● Text segment
____

$10,000 Grant for Kimberly Drew
Unrestricted Grant: December 2016
Ms. Drew is an arts advocate par excellence harnessing social media to uproot and re-fertilize our assumptions of the HOW, WHAT, WHEN and WHERE of seeing.
Her talent for and commitment to spotlighting artists deserving greater recognition with an emphasis on social justice creates a synergistic medley.
Find her work at:
Visit: museummammy.club
Visit: blackcontemporaryart.tumblr.com
Twitter: @museummammy and @blackartinc
Instagram: @museummammy

Rhizome $10,000 Prix Net Art
Multi-Year Grant: December 2016
With over 170 nominations in their third year and an esteemed jury of Lauren Cornell, Aria Dean, Zhang Ga and Christian Paul, Rhizome and the Prix Net Art award continue to enlarge the audience for web-based art.
The Prix Net Art celebrates the current moment of net art and its future, and was created to acknowledge the shifting relationship between art and the web.
More Information:
Visit: Prix Net Art
Visit: Rhizome
View: RDBF 2015 Rhizome Grant
View: RDBF 2014 Rhizome Grant

$11,000 Grant for Microscope Gallery / Whitney Museum
Grant: October 2016
For Dreamland Expanded Cinema Program. As part of the exhibition “Dreamlands: Immersive Cinema and Art, 1905 – 2016.”
Dreamlands: Expanded is a series of expanded cinema events organized in collaboration with the Whitney Museum of American Art as part of the exhibition “Dreamlands: Immersive Cinema and Art, 1905–2016”. The ten event, two-and-a-half month long series complements and extends the scope of the exhibit, from the installation works on the museum’s fifth-floor and the film screening program in its third-floor theater, across the East River to include historical and contemporary performance works that collectively propose alternative ways to perceive, conceive, and consider the image in motion.
View: Dreamlands Expanded poster
Visit: Whitney Museum / Dreamlands
Visit: Microscope Gallery

Gift to the Museum of Modern Art
for What the Heart Wants, a video by Cécile B. Evans
Gift: October 2016
Cécile B. Evans’ What the Heart Wants, 2016, HD video with sound, 41 minutes, edition 1 of 5 + 2AP
What the Heart Wants is a video about the future of what makes something human and the underlying systems that construct new ideas of what it means to be a ‘person.’ Its protagonist is an omnipotent system, which has defined this evolution: she has achieved the goal of personhood herself, using unlimited data collection and storage capacities to become an individual. The video’s starting point is what her ‘heart’ wants, based on the aspirations of real, existing systems and corporations. It unravels through a cast of characters affected by the system’s pervasive successes and failures: they disrupt the narrative within the world that her ‘good intentions’ have created.

____

● Apply what you read
[1] List the jury members named in the arts grants text for the Prix Net Art.
[2] Write what comes next in the arts grants text, picking up after its last sentence.

● Segmentation mask data
____

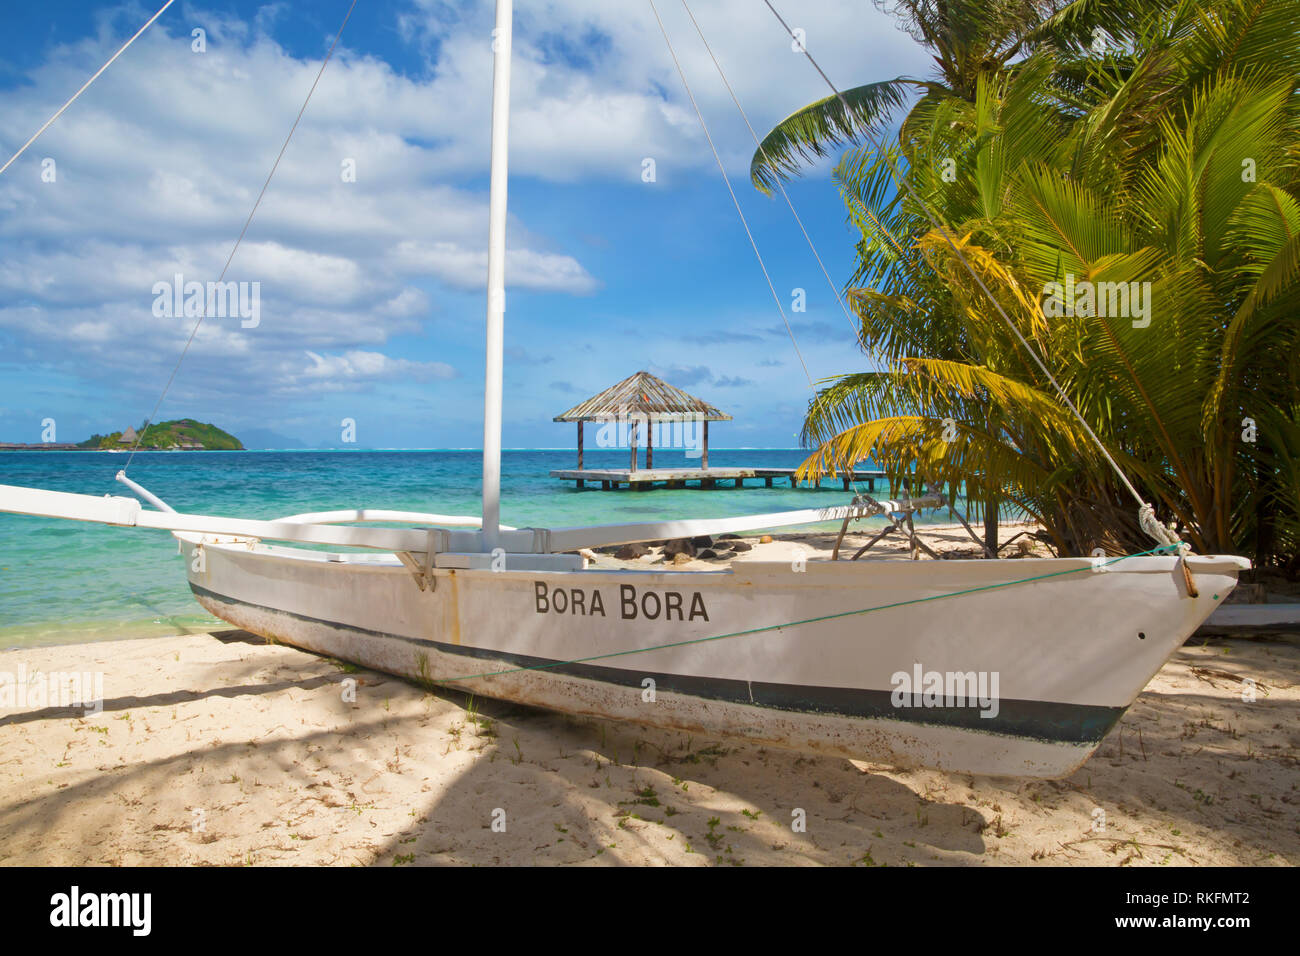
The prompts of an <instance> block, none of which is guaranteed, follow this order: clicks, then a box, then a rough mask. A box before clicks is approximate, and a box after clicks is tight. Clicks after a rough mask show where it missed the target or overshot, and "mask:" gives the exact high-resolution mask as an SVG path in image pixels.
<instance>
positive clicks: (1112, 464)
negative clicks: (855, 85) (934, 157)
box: [763, 0, 1191, 553]
mask: <svg viewBox="0 0 1300 956" xmlns="http://www.w3.org/2000/svg"><path fill="white" fill-rule="evenodd" d="M763 3H764V4H766V5H767V9H770V10H771V12H772V16H774V17H776V20H777V22H779V23H780V25H781V26H783V27H784V29H785V33H787V34H789V35H790V39H793V40H794V42H796V43H797V44H798V48H800V51H801V52H802V53H803V56H806V57H807V60H809V62H810V64H813V69H815V70H816V72H818V73H819V74H820V77H822V79H824V81H826V85H827V86H828V87H831V92H833V94H835V95H836V98H837V99H839V100H840V105H841V107H844V114H845V122H848V121H849V118H850V117H852V116H853V108H852V107H850V105H849V101H848V100H846V99H845V98H844V94H842V92H840V88H839V87H837V86H836V85H835V83H832V82H831V78H829V77H828V75H826V72H824V70H823V69H822V68H820V66H819V65H818V61H816V60H814V59H813V55H811V53H810V52H809V49H807V44H806V43H805V42H802V40H801V39H800V38H798V36H797V35H796V34H794V31H793V30H790V26H789V23H787V22H785V20H784V18H783V17H781V14H780V13H777V12H776V8H775V7H772V0H763ZM865 135H866V138H867V142H868V143H870V144H871V146H872V147H875V150H876V151H878V152H879V153H880V156H881V157H883V159H884V161H885V163H887V164H888V165H889V172H891V173H892V174H893V177H894V181H896V182H897V183H898V185H900V186H901V187H902V189H904V190H906V193H907V195H909V196H910V198H911V200H913V202H914V203H917V206H918V207H920V209H922V212H924V213H926V219H928V220H930V224H931V225H932V226H933V228H935V230H937V232H939V234H940V235H943V238H944V241H945V242H946V243H948V246H949V248H952V250H953V252H954V254H956V256H957V259H958V260H959V261H961V264H962V265H963V267H966V271H967V272H969V273H970V274H971V278H974V280H975V284H976V285H978V286H979V287H980V291H983V293H984V295H985V297H987V298H988V300H989V302H991V303H993V308H995V310H996V311H997V313H998V315H1000V316H1001V317H1002V321H1004V323H1006V326H1008V328H1009V329H1010V330H1011V333H1013V334H1014V336H1015V338H1017V339H1019V342H1021V345H1022V346H1023V349H1024V350H1026V351H1027V352H1028V354H1030V358H1032V359H1034V362H1035V364H1037V367H1039V368H1040V369H1041V371H1043V375H1045V376H1047V378H1048V381H1049V382H1052V386H1053V388H1054V389H1056V390H1057V394H1058V395H1060V397H1061V401H1062V402H1065V405H1066V407H1067V408H1069V410H1070V411H1071V412H1073V414H1074V416H1075V418H1076V419H1078V420H1079V424H1080V425H1083V431H1084V432H1086V433H1087V434H1088V437H1089V438H1091V440H1092V442H1093V444H1095V445H1096V446H1097V449H1099V450H1100V451H1101V454H1102V457H1105V459H1106V462H1108V463H1109V464H1110V467H1112V468H1113V470H1114V472H1115V475H1117V476H1119V480H1121V483H1122V484H1123V485H1125V488H1127V489H1128V493H1130V494H1132V497H1134V499H1135V501H1136V502H1138V506H1139V507H1138V522H1139V524H1140V525H1141V529H1143V531H1144V532H1145V533H1147V535H1149V536H1151V537H1152V538H1154V540H1156V541H1158V542H1160V544H1161V545H1170V546H1177V548H1179V550H1180V551H1183V553H1187V551H1190V550H1191V546H1190V545H1188V544H1186V542H1184V541H1182V540H1180V538H1179V537H1178V535H1177V533H1175V532H1174V529H1173V528H1171V527H1166V525H1164V524H1161V523H1160V520H1158V519H1157V518H1156V509H1154V507H1152V506H1151V505H1149V503H1148V502H1147V501H1145V499H1144V498H1143V497H1141V494H1140V493H1139V492H1138V489H1136V488H1135V486H1134V484H1132V483H1131V481H1130V480H1128V476H1127V475H1125V472H1123V470H1122V468H1121V467H1119V464H1118V463H1117V462H1115V459H1114V458H1113V457H1112V455H1110V451H1109V450H1108V449H1106V446H1105V444H1102V441H1101V438H1099V437H1097V434H1096V432H1093V431H1092V427H1091V425H1089V424H1088V421H1087V419H1084V418H1083V415H1082V414H1080V412H1079V410H1078V408H1076V407H1075V405H1074V402H1071V401H1070V395H1069V394H1066V390H1065V389H1063V388H1061V384H1060V382H1058V381H1057V380H1056V376H1053V375H1052V372H1050V371H1048V367H1047V364H1045V363H1044V360H1043V359H1041V358H1040V356H1039V352H1037V350H1036V349H1035V347H1034V346H1031V345H1030V342H1028V339H1026V338H1024V336H1023V334H1021V330H1019V329H1018V328H1017V326H1015V323H1013V321H1011V319H1010V316H1008V315H1006V311H1005V310H1004V308H1002V303H1000V302H998V300H997V298H996V297H995V295H993V293H992V291H989V289H988V286H987V285H984V280H982V278H980V277H979V273H976V272H975V269H974V268H972V267H971V264H970V261H967V259H966V256H965V254H963V252H962V251H961V248H958V247H957V243H956V242H954V241H953V237H952V235H950V234H949V232H948V229H946V228H945V226H944V225H943V224H941V222H940V221H939V217H937V216H936V215H935V212H933V211H932V209H931V208H930V206H928V204H927V203H926V202H924V200H923V199H922V198H920V196H919V195H917V191H915V190H914V189H913V187H911V183H910V182H909V181H907V179H906V178H905V177H904V176H902V174H901V172H900V170H898V166H897V164H896V163H894V161H893V159H892V157H891V156H889V153H888V151H887V150H884V147H883V144H881V143H880V142H878V140H876V139H875V137H872V134H871V133H870V131H866V134H865Z"/></svg>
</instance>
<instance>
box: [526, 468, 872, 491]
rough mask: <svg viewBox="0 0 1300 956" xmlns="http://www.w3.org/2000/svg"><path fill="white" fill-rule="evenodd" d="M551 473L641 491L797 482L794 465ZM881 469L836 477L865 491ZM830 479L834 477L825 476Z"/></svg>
mask: <svg viewBox="0 0 1300 956" xmlns="http://www.w3.org/2000/svg"><path fill="white" fill-rule="evenodd" d="M551 477H558V479H564V480H565V481H576V483H577V486H578V488H585V486H586V483H589V481H590V483H591V484H593V485H594V484H597V483H599V485H601V488H602V489H603V490H615V489H617V488H621V486H625V488H630V489H633V490H638V492H643V490H649V489H651V488H654V486H656V485H659V486H663V488H686V486H688V483H690V484H693V485H695V486H697V488H728V486H729V488H745V481H762V483H763V486H764V488H771V486H772V483H774V481H780V483H785V481H789V483H790V488H797V486H798V484H800V483H798V479H796V477H794V468H728V467H722V468H716V467H714V468H637V470H636V471H632V470H630V468H571V470H562V471H552V472H551ZM884 477H885V473H884V472H883V471H870V472H858V473H855V475H844V476H841V477H840V479H839V480H840V481H841V483H842V485H844V490H846V492H848V490H850V489H852V488H854V486H857V485H859V484H865V485H866V486H867V490H868V492H874V490H875V489H876V480H878V479H884ZM826 480H828V481H832V480H835V479H826ZM805 484H806V485H813V486H816V488H820V486H822V479H819V480H818V481H816V483H805Z"/></svg>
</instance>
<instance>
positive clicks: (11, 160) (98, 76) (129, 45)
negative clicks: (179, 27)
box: [0, 0, 175, 173]
mask: <svg viewBox="0 0 1300 956" xmlns="http://www.w3.org/2000/svg"><path fill="white" fill-rule="evenodd" d="M173 3H175V0H166V3H165V4H162V7H160V8H159V12H157V13H155V14H153V16H152V17H149V18H148V21H147V22H146V23H144V26H142V27H140V29H139V30H136V31H135V36H133V38H131V39H129V40H127V42H126V43H123V44H122V46H121V47H118V49H117V52H116V53H113V56H110V57H108V62H105V64H104V65H103V66H100V68H99V70H96V72H95V75H94V77H91V78H90V79H87V81H86V82H85V83H83V85H82V88H81V90H78V91H77V92H74V94H73V95H72V96H69V98H68V101H66V103H65V104H64V105H61V107H60V108H59V112H57V113H55V114H53V116H52V117H49V118H48V120H47V121H45V125H44V126H42V127H40V129H39V130H36V131H35V133H32V134H31V139H29V140H27V142H26V143H23V144H22V146H21V147H18V152H16V153H14V155H13V156H10V157H9V161H8V163H5V164H4V165H3V166H0V173H4V170H5V169H8V168H9V166H12V165H13V161H14V160H16V159H18V157H19V156H22V153H25V152H26V151H27V147H29V146H31V144H32V143H35V142H36V139H38V138H39V137H40V134H42V133H44V131H45V130H48V129H49V127H51V126H52V125H53V122H55V120H57V118H59V117H60V116H62V114H64V111H65V109H68V107H70V105H72V104H73V101H74V100H75V99H77V98H78V96H81V95H82V94H83V92H86V90H87V88H88V87H90V85H91V83H94V82H95V81H96V79H99V77H100V74H101V73H103V72H104V70H107V69H108V68H109V66H112V65H113V61H114V60H116V59H117V57H120V56H121V55H122V53H125V52H126V48H127V47H129V46H131V44H133V43H135V40H136V39H139V36H140V34H143V33H144V31H146V30H148V29H149V27H151V26H152V25H153V21H155V20H157V18H159V17H161V16H162V12H164V10H165V9H166V8H168V7H170V5H172V4H173Z"/></svg>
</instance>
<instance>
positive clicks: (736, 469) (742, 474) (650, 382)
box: [551, 372, 911, 492]
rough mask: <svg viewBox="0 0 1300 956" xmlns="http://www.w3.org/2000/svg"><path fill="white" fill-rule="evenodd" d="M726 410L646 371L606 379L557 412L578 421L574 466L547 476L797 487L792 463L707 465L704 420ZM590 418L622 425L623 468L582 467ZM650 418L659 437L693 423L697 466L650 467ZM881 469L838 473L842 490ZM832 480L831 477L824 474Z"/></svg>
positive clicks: (607, 481)
mask: <svg viewBox="0 0 1300 956" xmlns="http://www.w3.org/2000/svg"><path fill="white" fill-rule="evenodd" d="M729 420H731V415H728V414H727V412H724V411H720V410H718V408H715V407H714V406H711V405H708V402H705V401H703V399H702V398H695V397H694V395H688V394H686V393H685V392H682V390H681V389H679V388H676V386H673V385H669V384H668V382H666V381H663V380H662V378H656V377H655V376H653V375H650V373H649V372H636V373H634V375H630V376H628V377H627V378H624V380H623V381H620V382H617V384H615V385H611V386H610V388H607V389H606V390H604V392H601V393H599V394H597V395H593V397H591V398H589V399H586V401H585V402H581V403H578V405H575V406H573V407H572V408H569V410H568V411H567V412H564V414H563V415H556V416H555V419H554V421H573V423H577V467H576V468H568V470H559V471H552V472H551V477H558V479H563V480H565V481H576V483H577V486H578V488H585V486H586V483H588V481H590V483H591V484H593V485H594V484H597V483H599V484H601V488H602V489H604V490H616V489H619V488H624V486H625V488H630V489H633V490H637V492H646V490H650V489H651V488H654V486H656V485H660V486H664V488H686V485H688V483H689V484H694V485H695V486H697V488H725V486H731V488H744V486H745V483H746V481H762V483H763V485H764V486H766V488H771V486H772V483H774V481H783V483H784V481H789V483H790V488H798V485H800V481H798V479H796V477H794V468H757V467H755V468H741V467H722V468H710V467H708V423H710V421H729ZM589 421H601V423H602V424H604V425H606V427H608V425H611V424H615V425H617V428H619V429H625V432H627V440H628V446H629V454H628V467H627V468H585V467H582V444H584V440H582V425H584V424H585V423H589ZM642 424H643V425H645V432H646V451H645V459H646V464H645V467H643V468H642V467H640V463H638V462H637V458H638V455H637V437H638V434H640V429H641V425H642ZM655 424H658V425H659V429H660V432H659V433H660V440H662V438H663V436H664V431H666V429H672V428H673V427H676V428H679V429H681V428H684V427H685V425H688V424H689V425H693V427H695V428H698V429H699V431H698V432H694V431H693V429H692V432H690V433H692V436H693V437H698V440H699V446H698V447H695V445H690V447H694V449H695V451H697V454H695V455H692V454H690V453H688V457H698V458H699V467H698V468H655V467H654V434H655ZM884 477H885V473H884V472H883V471H859V472H855V473H852V475H842V476H840V479H839V480H840V483H841V484H842V485H844V490H846V492H848V490H853V489H854V488H858V486H861V485H859V483H861V484H866V486H867V490H868V492H874V490H875V489H876V479H884ZM829 480H832V481H833V480H836V479H829ZM803 484H806V485H807V484H811V486H814V488H820V486H822V479H818V480H815V481H813V483H803ZM910 486H911V483H910V481H906V480H904V488H906V489H909V490H910Z"/></svg>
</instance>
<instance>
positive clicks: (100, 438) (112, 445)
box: [81, 419, 243, 451]
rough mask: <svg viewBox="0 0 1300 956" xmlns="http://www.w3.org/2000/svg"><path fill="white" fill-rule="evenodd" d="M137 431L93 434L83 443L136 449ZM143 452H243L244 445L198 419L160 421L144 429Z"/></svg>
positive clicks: (223, 432) (220, 431) (142, 439)
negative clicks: (222, 451)
mask: <svg viewBox="0 0 1300 956" xmlns="http://www.w3.org/2000/svg"><path fill="white" fill-rule="evenodd" d="M136 437H138V436H136V432H135V429H134V428H127V429H126V431H125V432H113V433H112V434H92V436H91V437H90V438H87V440H86V441H83V442H81V447H83V449H130V447H134V446H135V441H136ZM139 442H140V447H142V449H162V450H165V449H179V450H182V451H198V450H205V451H242V450H243V444H242V442H240V441H239V440H238V438H235V437H234V436H233V434H230V433H229V432H224V431H222V429H220V428H217V427H216V425H212V424H205V423H203V421H195V420H194V419H175V420H174V421H160V423H157V424H156V425H149V427H148V428H146V429H144V434H143V437H139Z"/></svg>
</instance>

____

● Per-task answers
[1] Lauren Cornell, Aria Dean, Zhang Ga, Christian Paul

[2]
This project received a production grant from our foundation in April of 2016 and debuted at this year’s Berlin Biennale. It is nominated for the 2016 Jarman Award for Moving Image Art.
Visit:
Cécile B. Evans website
Jarmon Award (as reported in The Guardian)
Robert D. Bielecki Foundation production grant for What the Heart Wants

$15,000 Grant for John Luther Adams
Grant: October 2016
“This is not just another recording [Canticles of the Holy Wind]. It’s one of my most important works.”
We honor John Luther Adams and award him $15,000 in support of the recording of Canticles of the Holy Wind by The Crossing.
Composed in 2013, Canticles of the Holy Wind is a multi-movement, concert-length work of breadth and depth co-commissioned by The Crossing and the Latvian choir Kamer.
The Crossing arranged to record Canticles of the Holy Wind in the landmark St. Peter’s Church in the Great Valley (Malvern, PA)
John Luther Adams is a composer whose life and work are deeply rooted in the natural world. He was awarded the 2014 Pulitzer Prize for Music for his symphonic work Become Ocean (performed by the Seattle Symphony and released on Cantaloupe Music), which also received a 2105 Grammy Award for Best Contemporary Classical Composition. Inuksuit, his outdoor work for up to 99 percussionists, is regularly performed all over the world.
“Without the slightest risk of being rhetorical, allow me to say that without you this project would not be happening.”—JLA
Visit:
John Luther Adams website
Canticles of the Holy Wind page
The Crossing

$10,000 Unrestricted Grant for Guitarist Mary Halvorson
Grant: June 2016
In honor of her achievements as a guitarist, improvisor and composer blurring musical borders while amplifying what it means to play the guitar in the 21st century, we award Mary Halvorson an unrestricted grant of $10,000.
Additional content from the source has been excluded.